» **Problem A**:
Decide whether each statement below agrees with the conversation about boredom and thinking time. Answer yes or no for each, and quote the deciding words of the text exactly. (i) Cal's rule for podcasts calls for one hour of nothing in the ear for every hour of listening. (ii) Brandon looks forward to his monthly massage mainly for the massage itself. (iii) Cal says the Institute for Advanced Studies is built among a network of trails in the woods.
» **Problem B**:
Carry on the conversation about boredom and thinking time, starting after its last line.

» **Passage given**:
** start **
Cal: Yes. Well, the other factor that play there is that solitary like boredom which are kind of interchanged. Basically, we are not processing input. 

David: Yes.

Brandon: Right. 

Cal: When you are not processing input, you are just observing and with your own thoughts. In addition to boredom driving you to do really big things, what you are pointing out is something I talked about in depth in the book which is your mind has two modes. There is the mode where it is processing input and then there is the mode where it is actually trying to do something with it and they are different. If you are always consuming information but you are never actually given yourselves to hours of just there alone with your thoughts, you really are going to be impoverished in terms of how much value you can extract from it. Which is why many great thinkers historically, for example, are big walkers. They would just go out there and they would walk and this is a time for their brain to just bounce around thoughts, figure things out, make use of all this information.

Yes, what you are talking about is absolutely common and backed up by the research. Time alone with our own thoughts is crucial. Boredom should be something we do not try to get rid of cheaply but something we should let drive us to real action. Both of those things are crucial. 

David: I have never ever, ever heard anyone make that argument, but you just sound smart saying that. I mean that is like the most incredible thing I have heard is that boredom has a use, right? Like CS Lewis is one of my favorite authors, he is a very very brilliant thinker and he used to take walks all the time. Cal, you have me thinking of all the people that are constantly attending seminars and conferences and listening to podcasts and going to meetups and they are always around real estate investors listening to what they are saying, but they never actually make any progress and I will bet you it is because they do not ever just sit down and let what they have been learning sink into their brain and actually say of the 400 things I just heard, what are the two that I might actually do something with and put a plan together to go do that? 

Cal: Yes. Well, like I love podcasts but I think the right rule for podcasts is the one to one rule. One hour of nothing in my ear for every hour of listening, right? I listened to this 90 minute interview. Like I should plan at some point to have another 90 minutes where there is nothing in my ear. You expose yourself to information. We are giving yourself about a one to one ratio of sort of thinking time to consumption time. That really works well. 

Brandon: That is cool. You know, one thing I tried recently. My wife got me a gift certificate from Massage Envy, like a massage place. I have like a membership. Every month, I get like an hour long massage. That hour long, like I do not, I actually do not, I mean massages are fine but I do not look forward to massage. I look forward to the one hour or have nothing in my ear and it is a silent and I am thinking. Like I am literally… Like I just told Ryan who is on my like real estate team and my BiggerPockets. Anyway, he lives down here in Hawaii with me. Like for a company perk, like I am getting a… I want to have a massage person come like once a week for everybody in the company and just like an hour where you are just like… During the work day, you get a massage. Because it is just time where you are forced to sit there in your thoughts and think and it feels good. 

Cal: Yes. Well, I grew up near Princeton, New Jersey where the Institute for Advanced Studies. This is where like Einstein came when he left Europe, right? It is big thinkers.

If you are there, you have no responsibilities but thinking. The reason I knew it is a kid is because it is built among a massive network of trails in the woods. As a kid, I used to go play in these woods, but there is no coincidence that this place is hidden in the middle of the woods because the whole idea is go out there and walk. Walk in the woods, be outside, have nothing pulling at you, just think. That is where the big thoughts are going to come from. 

Brandon: Yes. There is a lot of studies too that show like when you are doing some kind of physical exercise after working now. Like it retains in your head better and all this like up read a ton of stuff on that.
** end **
Source data
** start **
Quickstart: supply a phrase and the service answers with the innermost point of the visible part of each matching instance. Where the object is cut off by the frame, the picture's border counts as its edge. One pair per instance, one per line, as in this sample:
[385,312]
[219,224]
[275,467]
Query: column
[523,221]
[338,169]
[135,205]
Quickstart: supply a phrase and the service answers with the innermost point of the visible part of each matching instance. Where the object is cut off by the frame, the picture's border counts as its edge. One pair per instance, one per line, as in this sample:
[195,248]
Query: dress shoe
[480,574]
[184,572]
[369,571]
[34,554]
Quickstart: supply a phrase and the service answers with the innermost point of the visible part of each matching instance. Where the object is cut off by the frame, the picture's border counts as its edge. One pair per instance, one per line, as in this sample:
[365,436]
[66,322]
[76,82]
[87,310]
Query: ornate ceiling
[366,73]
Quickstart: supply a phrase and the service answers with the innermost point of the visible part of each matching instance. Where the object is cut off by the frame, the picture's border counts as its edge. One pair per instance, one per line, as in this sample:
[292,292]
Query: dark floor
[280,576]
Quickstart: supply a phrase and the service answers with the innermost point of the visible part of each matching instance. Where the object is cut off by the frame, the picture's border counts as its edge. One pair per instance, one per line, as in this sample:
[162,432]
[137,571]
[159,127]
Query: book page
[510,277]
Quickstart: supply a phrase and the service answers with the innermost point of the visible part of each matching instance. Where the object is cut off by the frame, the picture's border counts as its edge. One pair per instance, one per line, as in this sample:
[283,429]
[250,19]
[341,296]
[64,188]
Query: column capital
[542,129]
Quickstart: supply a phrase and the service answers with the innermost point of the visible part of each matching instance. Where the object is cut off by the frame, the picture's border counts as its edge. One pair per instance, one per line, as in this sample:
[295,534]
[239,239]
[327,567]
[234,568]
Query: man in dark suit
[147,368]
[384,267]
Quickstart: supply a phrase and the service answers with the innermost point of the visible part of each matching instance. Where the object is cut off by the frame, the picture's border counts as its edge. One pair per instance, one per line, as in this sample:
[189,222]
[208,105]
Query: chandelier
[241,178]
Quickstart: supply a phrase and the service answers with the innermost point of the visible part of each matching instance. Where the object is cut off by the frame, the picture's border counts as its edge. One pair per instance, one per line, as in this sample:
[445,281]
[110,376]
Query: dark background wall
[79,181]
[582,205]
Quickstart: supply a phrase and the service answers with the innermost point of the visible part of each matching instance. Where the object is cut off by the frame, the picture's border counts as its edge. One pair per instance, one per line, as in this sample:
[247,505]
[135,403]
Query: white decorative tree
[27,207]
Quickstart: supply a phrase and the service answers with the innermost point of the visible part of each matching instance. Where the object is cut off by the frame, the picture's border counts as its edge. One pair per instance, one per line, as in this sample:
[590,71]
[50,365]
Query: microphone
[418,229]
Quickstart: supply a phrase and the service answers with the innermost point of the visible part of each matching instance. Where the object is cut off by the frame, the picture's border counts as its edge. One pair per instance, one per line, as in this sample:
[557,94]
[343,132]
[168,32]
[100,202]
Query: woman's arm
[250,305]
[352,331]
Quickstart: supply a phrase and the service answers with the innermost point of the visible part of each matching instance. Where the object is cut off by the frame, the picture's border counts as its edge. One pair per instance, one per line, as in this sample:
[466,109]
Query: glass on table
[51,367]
** end **
» **Final result A**:
(i) Yes: "One hour of nothing in my ear for every hour of listening"
(ii) No: "I do not look forward to massage. I look forward to the one hour or have nothing in my ear"
(iii) Yes: "it is built among a massive network of trails in the woods"

» **Final result B**:
David: You guys are helping me understand myself much better because what will happen Cal is I will fly to Maui and I will hang out with Brandon and we will have 30 minutes of insanely intense conversation of very high level things that feels like a mental workout and then I am like I just want to get away for two hours and go walk by the ocean. 

Brandon: Yes, he is like we will even walk. 

David: I just disappear and like Brandon is cool, he lets me do it. I just feel guilty like why am I a jerk? I do not know why I am doing this. Like, but now I get it, right? Like I just had all this stuff get like sand in the ocean. Like it all floats up in the water and now it has to kind of filter back down and I got to see what sticks.

Cal: Yes. Like I am in the early stages right now of writing a new book. Like I can tell you what is on my schedule after this interview. It is walk and think about the book. I am doing that all the time right now because that is what I do in the early stages of a book. It is like literally I know that the hour amount, like I probably need 50 hours. 50 hours of just thinking and walking before I can really figure out, okay, now I see a skeleton that makes sense, right? That is what is on my schedule next. It is the title of the book/walk. 

David: That is funny. That is awesome.

Brandon: Alright, what should somebody do who wants to be more of a digital minimalists? Who wants to take back control and have some control over that. What is a good tactic? 

Cal: Well, what I suggest is a 30 day process, right? Again, like that is not something… It is not normally my style to have advice. It is like 30 days to whatever, right? It sounds like a diet or something like that. But I can tell you the reason why it is there is because it is what works. Like it absolutely works. I have run about 1600 people through this process and it works. You needed 30 days. Here is the idea, what I suggest is you take 30 days. During those 30 days, you essentially take a break from any of these sort of optional technologies in your personal life like social media, online news, video games, YouTube, anything that you do not absolutely need, you would be okay without having it for a week. If there is things that you have some work responsibilities surrounding, try to put some fences around it. Like, okay, I still need to do X, Y, and Z on Facebook for my job but I am just going to do it at these times on these days and that is it, right? 

Brandon: Yes. 

Cal: What do you do during these 30 days? Well, at first you are going to get a detox effect. Like the first 10 to 14 days, depending on how much you use your phone, you might feel this sort of compulsion to check something and after about 10 to 14 days that will clear out which is in itself useful, but the real purpose of the 30 days is that is how much time you need to really get at the question of what do I actually want to be doing with my time, especially outside of work? Like what do I want to get after? What the value will be, what do I want to spend my time on? This just requires reflection. Like you are out there, you are walking, you are thinking. It requires experimentation. Like you try it, like, well, why do not I try bringing the surfboard out there and seeing if I hate this or if it is something that seems like I might like. Like you figure out this is what I really want to do with my time. Experiment reflect that takes a while. When the 30 days are over, the idea is you do not just go back to all the tools you were using before you started the experiment.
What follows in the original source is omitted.